On est tombé et l’on tombe encore dans deux excès contraires en appréciant Aristote. Depuis Descartes, on s’est accoutumé à voir dans l’adversaire de Platon le père du sensualisme, et, à ce titre, il a été invoqué et glorifié par les matérialistes du XVIIIe siècle et du nôtre. Dans ces derniers temps, on a été frappé, et à bon droit, de l’inexactitude de ce jugement : on s’est attaché aux belles parties de la psychologie et de la théodicée péripatéticiennes, pour les remettre en honneur, et on a bien fait ; mais bientôt le mouvement de réaction entraînant les esprits, l’on en est venu à proclamer dans Aristote le plus profond et le plus pur spiritualiste de l’antiquité. La dernière limite de cet excès, c’était de considérer l’auteur de la Métaphysique comme un philosophe éminemment religieux et presque chrétien. A moins de proposer de nouveau la canonisation d’Aristote, il semble impossible d’aller plus loin.

Données sources:
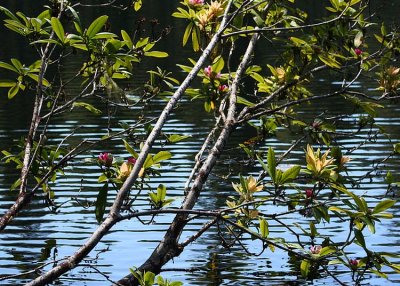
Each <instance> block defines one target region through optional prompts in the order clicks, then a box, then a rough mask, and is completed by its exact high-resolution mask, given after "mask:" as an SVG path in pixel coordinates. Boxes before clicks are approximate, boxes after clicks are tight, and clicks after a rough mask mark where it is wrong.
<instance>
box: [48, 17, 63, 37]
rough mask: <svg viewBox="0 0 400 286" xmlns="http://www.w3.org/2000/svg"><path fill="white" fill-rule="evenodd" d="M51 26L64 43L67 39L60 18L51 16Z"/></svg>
mask: <svg viewBox="0 0 400 286" xmlns="http://www.w3.org/2000/svg"><path fill="white" fill-rule="evenodd" d="M51 27H52V28H53V31H54V33H56V35H57V38H59V39H60V41H61V42H62V43H64V39H65V32H64V27H63V26H62V24H61V22H60V20H59V19H58V18H56V17H52V18H51Z"/></svg>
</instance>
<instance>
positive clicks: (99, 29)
mask: <svg viewBox="0 0 400 286" xmlns="http://www.w3.org/2000/svg"><path fill="white" fill-rule="evenodd" d="M107 20H108V16H107V15H103V16H100V17H98V18H97V19H96V20H94V21H93V22H92V24H90V26H89V28H88V29H87V31H86V36H88V38H89V39H91V38H93V37H94V36H95V35H96V34H97V33H98V32H99V31H100V30H101V29H102V28H103V27H104V25H105V24H106V22H107Z"/></svg>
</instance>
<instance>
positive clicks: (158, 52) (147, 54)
mask: <svg viewBox="0 0 400 286" xmlns="http://www.w3.org/2000/svg"><path fill="white" fill-rule="evenodd" d="M144 55H145V56H146V57H153V58H166V57H168V53H166V52H161V51H150V52H145V53H144Z"/></svg>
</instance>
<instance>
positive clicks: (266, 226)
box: [260, 218, 269, 238]
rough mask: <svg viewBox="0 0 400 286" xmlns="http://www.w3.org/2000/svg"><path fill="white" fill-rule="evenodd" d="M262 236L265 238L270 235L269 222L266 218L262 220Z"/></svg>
mask: <svg viewBox="0 0 400 286" xmlns="http://www.w3.org/2000/svg"><path fill="white" fill-rule="evenodd" d="M260 235H261V237H263V238H266V237H268V235H269V229H268V222H267V221H266V220H265V219H264V218H260Z"/></svg>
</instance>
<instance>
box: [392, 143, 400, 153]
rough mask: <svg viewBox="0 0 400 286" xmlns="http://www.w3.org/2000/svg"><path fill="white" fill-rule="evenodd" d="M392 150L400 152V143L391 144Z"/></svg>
mask: <svg viewBox="0 0 400 286" xmlns="http://www.w3.org/2000/svg"><path fill="white" fill-rule="evenodd" d="M393 150H394V152H395V153H396V154H400V143H396V144H394V145H393Z"/></svg>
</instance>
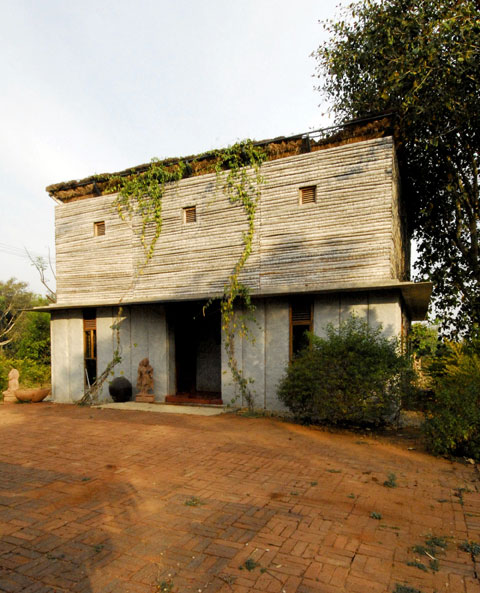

Consigne
Poursuivez l'extrait sur les jugements portés sur Aristote en reprenant juste après sa dernière phrase.

Réponse attendue
Ces deux jugemens extrêmes sont également erronés. Aristote est si peu un philosophe matérialiste, qu’il reconnaît expressément dans l’homme un principe invisible, parfaitement un, parfaitement simple, qui anime et gouverne le corps. Que nos matérialistes, admirateurs d’Aristote sur parole, veuillent bien jeter un coup d’œil sur le Traité, de l’Âme que M. Saint-Hilaire vient de nous traduire ; ils y trouveront la démonstration la plus ingénieuse et la plus concluante de l’immatérialité de la pensée, et, chose piquante, c’est cette même démonstration, qu’on répète depuis des siècles dans nos collèges et dans nos séminaires, sans savoir qu’elle vient d’un philosophe grec et d’un païen.

Si Aristote n’est point un philosophe matérialiste, il est encore moins un athée. L’idée qui fait le fond de la physiologie et de la théodicée d’Aristote est l’idée de cause finale. Voilà encore nos matérialistes un peu surpris. Oui, Aristote est cause-finalier, pour parler avec Voltaire, et il l’est comme genre humain.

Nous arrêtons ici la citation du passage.